## Goal of the exercise
Please output the entries below line for line, leaving out the pictures.

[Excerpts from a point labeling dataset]

+++++

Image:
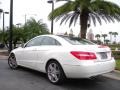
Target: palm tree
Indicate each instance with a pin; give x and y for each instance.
(97, 36)
(104, 36)
(111, 33)
(86, 11)
(115, 34)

+++++

## Full output
Image:
Target: palm tree
Indicate each instance with a pin; give x and y for each instance.
(97, 36)
(104, 36)
(111, 33)
(86, 11)
(115, 34)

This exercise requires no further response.